Stored data:
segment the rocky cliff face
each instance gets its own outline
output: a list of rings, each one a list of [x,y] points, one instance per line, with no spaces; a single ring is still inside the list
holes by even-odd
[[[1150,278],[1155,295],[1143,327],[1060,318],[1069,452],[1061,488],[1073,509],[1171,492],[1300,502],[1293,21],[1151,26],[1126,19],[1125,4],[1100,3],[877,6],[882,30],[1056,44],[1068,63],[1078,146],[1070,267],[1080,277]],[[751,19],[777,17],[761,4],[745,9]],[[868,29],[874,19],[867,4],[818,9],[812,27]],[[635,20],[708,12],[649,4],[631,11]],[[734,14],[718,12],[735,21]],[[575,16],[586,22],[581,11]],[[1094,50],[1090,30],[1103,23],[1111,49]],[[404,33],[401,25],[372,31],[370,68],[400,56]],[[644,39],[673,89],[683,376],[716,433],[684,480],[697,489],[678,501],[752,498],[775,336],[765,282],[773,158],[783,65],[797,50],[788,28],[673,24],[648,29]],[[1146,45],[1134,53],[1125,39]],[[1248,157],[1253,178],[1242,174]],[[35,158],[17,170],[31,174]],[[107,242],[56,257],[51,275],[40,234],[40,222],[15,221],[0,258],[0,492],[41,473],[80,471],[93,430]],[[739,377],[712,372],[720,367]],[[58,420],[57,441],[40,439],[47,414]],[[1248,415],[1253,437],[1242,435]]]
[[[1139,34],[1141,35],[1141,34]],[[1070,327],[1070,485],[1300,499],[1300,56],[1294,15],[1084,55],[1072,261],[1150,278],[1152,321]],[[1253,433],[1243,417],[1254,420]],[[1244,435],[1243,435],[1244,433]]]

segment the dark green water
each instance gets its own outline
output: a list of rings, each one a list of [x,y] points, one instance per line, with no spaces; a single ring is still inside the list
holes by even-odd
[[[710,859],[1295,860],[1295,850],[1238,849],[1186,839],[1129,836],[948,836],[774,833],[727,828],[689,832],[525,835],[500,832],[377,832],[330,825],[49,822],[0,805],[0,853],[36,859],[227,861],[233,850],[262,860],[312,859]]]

Exercise objective
Reproduce the entries above exactly, every line included.

Answer to this problem
segment the rocky cliff face
each instance gets its own outline
output: a list of rings, each one a list of [x,y] points, one instance per line, with no spaces; a single ring is still inside the list
holes by even-odd
[[[1150,278],[1155,295],[1143,327],[1060,318],[1069,452],[1061,488],[1073,509],[1171,492],[1300,502],[1293,21],[1151,26],[1126,19],[1125,4],[1100,3],[877,6],[882,30],[1056,44],[1068,63],[1078,146],[1070,267],[1080,277]],[[751,19],[777,17],[761,4],[745,9]],[[868,29],[874,19],[867,4],[818,9],[812,27]],[[635,20],[708,12],[649,4],[631,11]],[[734,14],[718,12],[735,21]],[[575,16],[586,22],[581,11]],[[1094,50],[1090,30],[1103,23],[1111,49]],[[404,33],[401,25],[372,31],[370,68],[400,56]],[[644,39],[673,89],[683,376],[716,433],[684,480],[697,489],[678,501],[752,498],[775,336],[765,282],[773,158],[783,65],[797,50],[788,28],[673,24],[648,29]],[[1146,45],[1134,53],[1125,39]],[[1248,157],[1253,178],[1242,174]],[[35,158],[17,170],[31,174]],[[107,242],[56,257],[51,275],[40,234],[40,222],[15,221],[0,258],[0,492],[41,473],[80,471],[93,430]],[[739,377],[712,372],[720,367]],[[58,420],[57,441],[40,439],[47,414]],[[1248,415],[1253,437],[1242,435]]]
[[[1139,34],[1141,35],[1141,34]],[[1070,327],[1070,485],[1300,499],[1300,56],[1294,15],[1084,55],[1072,261],[1150,278],[1152,321]],[[1253,433],[1243,417],[1254,420]],[[1244,435],[1243,435],[1244,433]]]

segment the dark green water
each instance gets its own outline
output: a list of rings, each one a list of [x,y] points, one instance per line, with no spaces; a single ring is still inside the list
holes by even-odd
[[[710,859],[1295,860],[1295,850],[1238,849],[1186,839],[1129,836],[948,836],[774,833],[727,828],[689,832],[525,835],[500,832],[377,832],[330,825],[49,822],[0,805],[0,853],[36,859],[227,861],[233,850],[262,860],[312,859]]]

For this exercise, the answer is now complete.